**Task**
Copy only what runs from the line containing "find the white wall vent;" through the end of the material below, line for line, with both ends included.

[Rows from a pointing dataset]
^^^^

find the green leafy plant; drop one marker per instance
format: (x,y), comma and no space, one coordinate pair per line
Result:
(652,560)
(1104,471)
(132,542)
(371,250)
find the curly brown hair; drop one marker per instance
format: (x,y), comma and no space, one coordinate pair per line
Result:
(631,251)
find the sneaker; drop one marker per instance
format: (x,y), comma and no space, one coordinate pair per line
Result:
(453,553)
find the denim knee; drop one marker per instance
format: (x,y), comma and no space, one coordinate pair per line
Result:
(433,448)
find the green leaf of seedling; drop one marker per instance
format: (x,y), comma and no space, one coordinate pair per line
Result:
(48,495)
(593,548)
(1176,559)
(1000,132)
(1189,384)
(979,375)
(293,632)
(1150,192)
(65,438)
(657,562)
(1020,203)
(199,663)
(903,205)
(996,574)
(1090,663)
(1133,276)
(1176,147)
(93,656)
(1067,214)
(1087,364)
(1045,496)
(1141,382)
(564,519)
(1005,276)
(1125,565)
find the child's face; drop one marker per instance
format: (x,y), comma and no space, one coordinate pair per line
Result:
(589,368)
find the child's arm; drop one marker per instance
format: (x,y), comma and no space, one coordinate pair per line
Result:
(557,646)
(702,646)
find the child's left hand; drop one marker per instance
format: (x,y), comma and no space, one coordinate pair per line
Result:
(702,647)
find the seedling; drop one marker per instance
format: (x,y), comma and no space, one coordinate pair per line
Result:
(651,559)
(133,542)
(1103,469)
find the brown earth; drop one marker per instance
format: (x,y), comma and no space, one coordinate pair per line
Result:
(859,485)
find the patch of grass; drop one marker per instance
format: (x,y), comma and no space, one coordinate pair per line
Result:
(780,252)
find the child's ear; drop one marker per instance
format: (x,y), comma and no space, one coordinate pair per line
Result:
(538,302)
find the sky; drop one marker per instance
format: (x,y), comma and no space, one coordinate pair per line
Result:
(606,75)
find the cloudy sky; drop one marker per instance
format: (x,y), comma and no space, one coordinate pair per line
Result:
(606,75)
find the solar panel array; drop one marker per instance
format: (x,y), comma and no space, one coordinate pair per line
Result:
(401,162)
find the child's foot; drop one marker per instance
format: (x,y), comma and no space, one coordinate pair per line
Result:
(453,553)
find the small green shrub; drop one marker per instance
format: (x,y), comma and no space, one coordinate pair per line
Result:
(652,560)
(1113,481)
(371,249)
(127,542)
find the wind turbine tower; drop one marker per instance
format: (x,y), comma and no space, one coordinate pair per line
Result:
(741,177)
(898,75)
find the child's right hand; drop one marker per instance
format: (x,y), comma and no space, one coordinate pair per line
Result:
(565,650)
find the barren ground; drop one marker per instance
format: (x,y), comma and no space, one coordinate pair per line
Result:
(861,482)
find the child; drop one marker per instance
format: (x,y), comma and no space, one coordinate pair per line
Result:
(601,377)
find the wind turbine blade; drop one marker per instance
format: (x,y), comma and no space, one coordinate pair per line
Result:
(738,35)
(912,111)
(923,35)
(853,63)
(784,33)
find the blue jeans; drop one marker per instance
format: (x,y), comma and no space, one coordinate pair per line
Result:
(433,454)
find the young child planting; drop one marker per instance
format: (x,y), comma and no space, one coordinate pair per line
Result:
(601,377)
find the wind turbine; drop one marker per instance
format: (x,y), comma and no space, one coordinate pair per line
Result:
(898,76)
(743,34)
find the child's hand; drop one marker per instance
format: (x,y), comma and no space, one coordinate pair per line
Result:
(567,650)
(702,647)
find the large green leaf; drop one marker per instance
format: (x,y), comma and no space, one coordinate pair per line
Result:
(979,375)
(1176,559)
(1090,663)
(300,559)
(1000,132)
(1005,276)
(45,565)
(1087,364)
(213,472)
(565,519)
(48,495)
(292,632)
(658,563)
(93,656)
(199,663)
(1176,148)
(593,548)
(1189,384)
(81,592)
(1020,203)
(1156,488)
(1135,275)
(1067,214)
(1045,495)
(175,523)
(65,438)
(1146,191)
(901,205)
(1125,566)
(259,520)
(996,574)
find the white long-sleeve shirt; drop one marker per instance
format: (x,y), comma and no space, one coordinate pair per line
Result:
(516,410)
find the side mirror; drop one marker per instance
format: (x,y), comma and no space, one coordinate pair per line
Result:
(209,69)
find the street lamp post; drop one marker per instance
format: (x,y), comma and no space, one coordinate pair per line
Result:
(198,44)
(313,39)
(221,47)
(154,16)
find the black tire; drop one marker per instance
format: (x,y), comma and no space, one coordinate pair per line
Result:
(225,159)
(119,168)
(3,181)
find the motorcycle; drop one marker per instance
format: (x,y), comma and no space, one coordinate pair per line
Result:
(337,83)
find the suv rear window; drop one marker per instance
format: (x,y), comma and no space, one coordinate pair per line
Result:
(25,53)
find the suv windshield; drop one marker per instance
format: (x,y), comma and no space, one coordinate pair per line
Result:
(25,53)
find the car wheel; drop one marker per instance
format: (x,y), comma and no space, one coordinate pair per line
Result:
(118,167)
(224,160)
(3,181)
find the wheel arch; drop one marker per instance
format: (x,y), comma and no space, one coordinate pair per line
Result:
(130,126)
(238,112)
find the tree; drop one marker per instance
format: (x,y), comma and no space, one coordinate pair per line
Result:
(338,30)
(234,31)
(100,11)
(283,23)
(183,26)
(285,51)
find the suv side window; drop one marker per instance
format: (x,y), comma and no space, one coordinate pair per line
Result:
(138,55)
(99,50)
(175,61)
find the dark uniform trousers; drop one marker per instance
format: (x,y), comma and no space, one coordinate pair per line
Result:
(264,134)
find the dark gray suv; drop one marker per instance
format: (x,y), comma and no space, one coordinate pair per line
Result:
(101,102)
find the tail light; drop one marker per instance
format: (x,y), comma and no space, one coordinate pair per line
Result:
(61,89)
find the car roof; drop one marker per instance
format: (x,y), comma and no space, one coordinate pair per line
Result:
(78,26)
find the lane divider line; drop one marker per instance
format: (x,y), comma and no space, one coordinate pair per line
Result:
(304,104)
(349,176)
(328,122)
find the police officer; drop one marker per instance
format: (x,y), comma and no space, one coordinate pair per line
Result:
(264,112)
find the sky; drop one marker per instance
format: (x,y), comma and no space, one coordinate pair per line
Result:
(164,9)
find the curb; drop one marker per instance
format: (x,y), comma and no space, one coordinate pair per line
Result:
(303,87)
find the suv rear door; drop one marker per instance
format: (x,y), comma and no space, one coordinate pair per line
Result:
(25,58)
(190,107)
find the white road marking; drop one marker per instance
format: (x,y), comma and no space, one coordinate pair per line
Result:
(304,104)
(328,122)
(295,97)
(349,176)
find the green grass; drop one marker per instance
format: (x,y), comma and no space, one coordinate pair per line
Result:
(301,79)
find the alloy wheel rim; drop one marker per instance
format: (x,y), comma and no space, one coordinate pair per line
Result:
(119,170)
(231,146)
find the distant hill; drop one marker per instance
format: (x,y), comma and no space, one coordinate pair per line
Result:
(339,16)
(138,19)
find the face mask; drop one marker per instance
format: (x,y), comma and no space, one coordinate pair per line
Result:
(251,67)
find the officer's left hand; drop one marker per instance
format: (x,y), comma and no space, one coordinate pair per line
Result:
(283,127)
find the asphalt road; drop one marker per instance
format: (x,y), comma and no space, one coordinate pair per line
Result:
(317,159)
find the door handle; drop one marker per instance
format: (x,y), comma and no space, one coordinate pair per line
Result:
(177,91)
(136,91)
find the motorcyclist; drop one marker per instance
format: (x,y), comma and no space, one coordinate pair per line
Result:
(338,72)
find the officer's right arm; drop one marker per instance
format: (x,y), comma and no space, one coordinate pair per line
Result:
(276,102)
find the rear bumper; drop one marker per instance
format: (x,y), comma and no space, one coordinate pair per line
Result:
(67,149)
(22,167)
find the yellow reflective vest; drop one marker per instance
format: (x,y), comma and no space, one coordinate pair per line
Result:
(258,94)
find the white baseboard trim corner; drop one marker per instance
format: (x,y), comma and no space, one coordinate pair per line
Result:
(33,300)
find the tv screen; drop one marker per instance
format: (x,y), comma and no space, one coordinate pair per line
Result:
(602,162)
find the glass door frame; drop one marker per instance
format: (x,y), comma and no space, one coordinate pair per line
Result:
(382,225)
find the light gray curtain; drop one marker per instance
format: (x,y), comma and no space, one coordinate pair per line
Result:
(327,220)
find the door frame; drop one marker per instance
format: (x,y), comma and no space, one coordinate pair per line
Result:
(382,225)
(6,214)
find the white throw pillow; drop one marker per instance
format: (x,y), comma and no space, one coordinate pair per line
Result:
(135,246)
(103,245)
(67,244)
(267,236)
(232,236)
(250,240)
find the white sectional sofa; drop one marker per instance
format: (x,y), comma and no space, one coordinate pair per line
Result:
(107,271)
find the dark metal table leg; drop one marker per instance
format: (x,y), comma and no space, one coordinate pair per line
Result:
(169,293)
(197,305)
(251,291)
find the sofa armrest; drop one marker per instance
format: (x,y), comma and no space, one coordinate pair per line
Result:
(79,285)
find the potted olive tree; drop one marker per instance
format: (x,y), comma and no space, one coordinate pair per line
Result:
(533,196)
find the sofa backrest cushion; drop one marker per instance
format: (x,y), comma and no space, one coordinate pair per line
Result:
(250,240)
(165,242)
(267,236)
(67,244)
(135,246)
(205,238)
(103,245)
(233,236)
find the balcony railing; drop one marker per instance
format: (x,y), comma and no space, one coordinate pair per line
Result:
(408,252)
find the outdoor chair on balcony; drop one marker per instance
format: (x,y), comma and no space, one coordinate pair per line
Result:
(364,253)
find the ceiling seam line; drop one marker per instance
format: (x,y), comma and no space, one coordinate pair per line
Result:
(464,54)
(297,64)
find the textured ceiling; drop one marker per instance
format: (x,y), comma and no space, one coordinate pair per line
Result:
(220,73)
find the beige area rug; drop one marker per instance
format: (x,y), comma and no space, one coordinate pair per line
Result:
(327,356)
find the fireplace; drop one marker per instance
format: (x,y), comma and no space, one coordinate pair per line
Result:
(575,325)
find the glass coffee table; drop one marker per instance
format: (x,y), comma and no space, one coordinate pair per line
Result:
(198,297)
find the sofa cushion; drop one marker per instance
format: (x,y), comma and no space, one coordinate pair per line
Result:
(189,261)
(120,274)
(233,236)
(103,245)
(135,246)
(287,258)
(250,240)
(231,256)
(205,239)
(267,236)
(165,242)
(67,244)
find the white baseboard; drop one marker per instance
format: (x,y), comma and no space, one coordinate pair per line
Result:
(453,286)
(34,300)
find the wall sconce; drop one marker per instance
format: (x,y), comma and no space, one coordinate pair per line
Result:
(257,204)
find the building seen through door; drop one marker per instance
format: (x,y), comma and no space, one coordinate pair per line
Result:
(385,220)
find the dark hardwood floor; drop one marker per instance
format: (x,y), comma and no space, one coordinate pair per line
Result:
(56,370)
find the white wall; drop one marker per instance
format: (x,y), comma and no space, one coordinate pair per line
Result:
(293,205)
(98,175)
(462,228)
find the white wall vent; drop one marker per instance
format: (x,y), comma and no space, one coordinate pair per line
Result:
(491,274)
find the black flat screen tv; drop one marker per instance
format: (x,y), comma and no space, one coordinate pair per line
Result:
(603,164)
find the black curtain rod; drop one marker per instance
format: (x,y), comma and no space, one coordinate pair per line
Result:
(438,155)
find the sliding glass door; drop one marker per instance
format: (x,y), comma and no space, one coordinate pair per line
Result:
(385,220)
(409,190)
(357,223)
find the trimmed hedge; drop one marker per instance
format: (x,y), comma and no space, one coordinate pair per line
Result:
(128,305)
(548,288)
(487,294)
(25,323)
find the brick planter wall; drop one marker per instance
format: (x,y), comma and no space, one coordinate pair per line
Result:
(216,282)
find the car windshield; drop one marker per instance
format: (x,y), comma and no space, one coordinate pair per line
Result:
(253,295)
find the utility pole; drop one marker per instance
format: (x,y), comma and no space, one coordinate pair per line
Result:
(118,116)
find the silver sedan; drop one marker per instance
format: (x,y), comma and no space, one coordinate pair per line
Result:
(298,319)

^^^^

**Result**
find the white wall vent; drop one marker per instance
format: (x,y), comma and no space, one coordinate pair per line
Result:
(491,274)
find the black flat screen tv; drop one marker per instance
format: (x,y), comma and no space, one coordinate pair per line
Result:
(603,164)
find the black curtain rod; drop one marker per instance
format: (x,y), comma and no space, one coordinate pair per line
Result:
(438,155)
find the sliding glass door; drop one marker per instance
format: (x,y), comma and no space, one coordinate pair per line
Result:
(385,220)
(409,190)
(357,223)
find the trimmed hedge; drop one marker per instance
format: (x,y), comma and no space, one coordinate pair per line
Result:
(128,305)
(548,288)
(487,294)
(25,323)
find the brick planter wall; drop one marker per instance
format: (x,y), comma and no space, one coordinate pair per line
Result:
(216,282)
find the car windshield; drop one marker per instance
format: (x,y), comma and no space, one coordinate pair per line
Result:
(253,295)
find the utility pole; drop one marker per instance
format: (x,y), comma and no space, one coordinate pair per line
Result:
(118,116)
find the silver sedan; drop one marker per instance
format: (x,y), comma and no space, one coordinate pair per line
Result:
(298,319)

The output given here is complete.